DIRECTIONS:
- A) Reproduce word for word the passage of the rescission agreement from "NOW, THEREFORE, in" to "and related transactions.".
- B) List every defined term that the rescission agreement introduces in parentheses with quotation marks.

SOURCE:
::::::::
MUTUAL RESCISSION AGREEMENT
THIS MUTUAL RESCISSION AGREEMENT (the “Agreement”) is entered into on this 23rd day of November, 2021 by and between Econic Crop Solutions, Inc., a company incorporated under the laws of Canada, (the “Seller”), and ZA Group, Inc., a company incorporated under the laws of the State of Florida, (the “Corporation”).
RECITALS:
WHEREAS, the Corporation entered into a Share Exchange Agreement with Seller on December 4, 2020 (the “SEA”); and
WHEREAS, the Corporation and Seller have determined that it is in their mutual best interest to rescind the SEA by and between the parties hereto not to proceed to final closing the SEA.
NOW, THEREFORE, in inconsideration of the mutual agreements and covenants hereinafter set forth, the receipt and sufficiency of which are hereby acknowledged, the parties hereto agree as follows:
1.Upon execution of this Agreement by all parties hereto, the parties hereto mutually release and discharge each other from any future, present or past obligations to each other and from any and all actions, causes of actions, claims and demands, damages, costs, loss of service, expenses and compensation arising from the Corporation’s attempted acquisition of Seller.
Each party hereto does hereby covenant and agree to indemnify and hold harmless each other, their heirs, successors and assigns, from all claims and demands, costs, loss of service, expenses and compensation in any way growing out of said unconsummated acquisition and related transactions.
::::::::
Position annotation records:
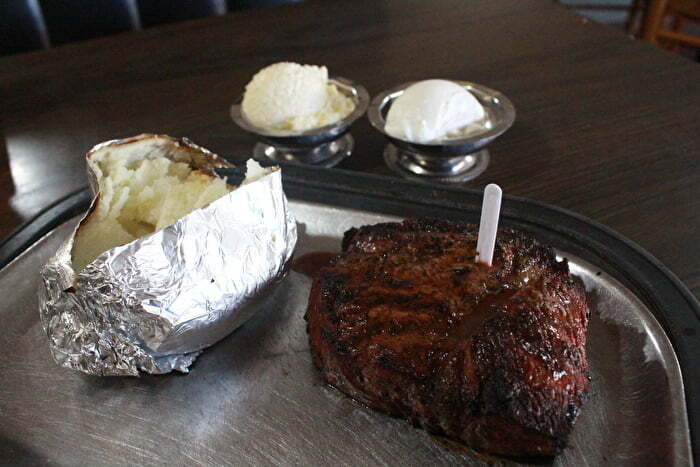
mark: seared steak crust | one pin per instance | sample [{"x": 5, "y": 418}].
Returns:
[{"x": 406, "y": 322}]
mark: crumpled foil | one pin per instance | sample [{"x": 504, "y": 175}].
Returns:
[{"x": 153, "y": 304}]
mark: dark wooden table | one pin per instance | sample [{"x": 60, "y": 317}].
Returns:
[{"x": 607, "y": 126}]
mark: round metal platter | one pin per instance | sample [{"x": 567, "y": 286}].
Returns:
[{"x": 255, "y": 398}]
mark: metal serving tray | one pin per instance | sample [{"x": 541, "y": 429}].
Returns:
[{"x": 256, "y": 399}]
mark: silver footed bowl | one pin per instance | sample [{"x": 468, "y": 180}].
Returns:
[
  {"x": 456, "y": 158},
  {"x": 325, "y": 146}
]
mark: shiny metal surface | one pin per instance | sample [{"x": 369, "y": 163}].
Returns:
[
  {"x": 256, "y": 399},
  {"x": 323, "y": 155},
  {"x": 455, "y": 159},
  {"x": 312, "y": 146},
  {"x": 426, "y": 168}
]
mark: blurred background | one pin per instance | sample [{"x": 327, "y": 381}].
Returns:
[{"x": 27, "y": 25}]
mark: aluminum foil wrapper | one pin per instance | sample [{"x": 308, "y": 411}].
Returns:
[{"x": 153, "y": 304}]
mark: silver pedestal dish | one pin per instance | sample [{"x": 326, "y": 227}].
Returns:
[
  {"x": 456, "y": 158},
  {"x": 325, "y": 146}
]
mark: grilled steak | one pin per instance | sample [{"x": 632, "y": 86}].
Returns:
[{"x": 405, "y": 321}]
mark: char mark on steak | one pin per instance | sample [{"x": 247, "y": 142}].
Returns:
[{"x": 406, "y": 322}]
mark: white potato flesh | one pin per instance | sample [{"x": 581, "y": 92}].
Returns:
[{"x": 139, "y": 197}]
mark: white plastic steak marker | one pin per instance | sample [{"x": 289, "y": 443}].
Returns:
[{"x": 488, "y": 225}]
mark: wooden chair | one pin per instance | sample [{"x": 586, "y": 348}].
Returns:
[
  {"x": 634, "y": 9},
  {"x": 680, "y": 12}
]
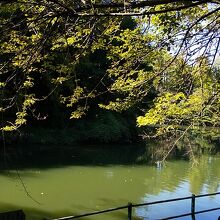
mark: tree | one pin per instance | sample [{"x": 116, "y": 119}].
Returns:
[{"x": 171, "y": 52}]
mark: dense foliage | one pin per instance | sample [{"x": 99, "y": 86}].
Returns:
[{"x": 157, "y": 56}]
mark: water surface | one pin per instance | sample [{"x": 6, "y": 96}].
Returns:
::::::::
SOLUTIONS PER TASK:
- A)
NOW, THEREFORE, in inconsideration of the mutual agreements and covenants hereinafter set forth, the receipt and sufficiency of which are hereby acknowledged, the parties hereto agree as follows:
1.Upon execution of this Agreement by all parties hereto, the parties hereto mutually release and discharge each other from any future, present or past obligations to each other and from any and all actions, causes of actions, claims and demands, damages, costs, loss of service, expenses and compensation arising from the Corporation’s attempted acquisition of Seller.
Each party hereto does hereby covenant and agree to indemnify and hold harmless each other, their heirs, successors and assigns, from all claims and demands, costs, loss of service, expenses and compensation in any way growing out of said unconsummated acquisition and related transactions.

- B)
Agreement
Seller
Corporation
SEA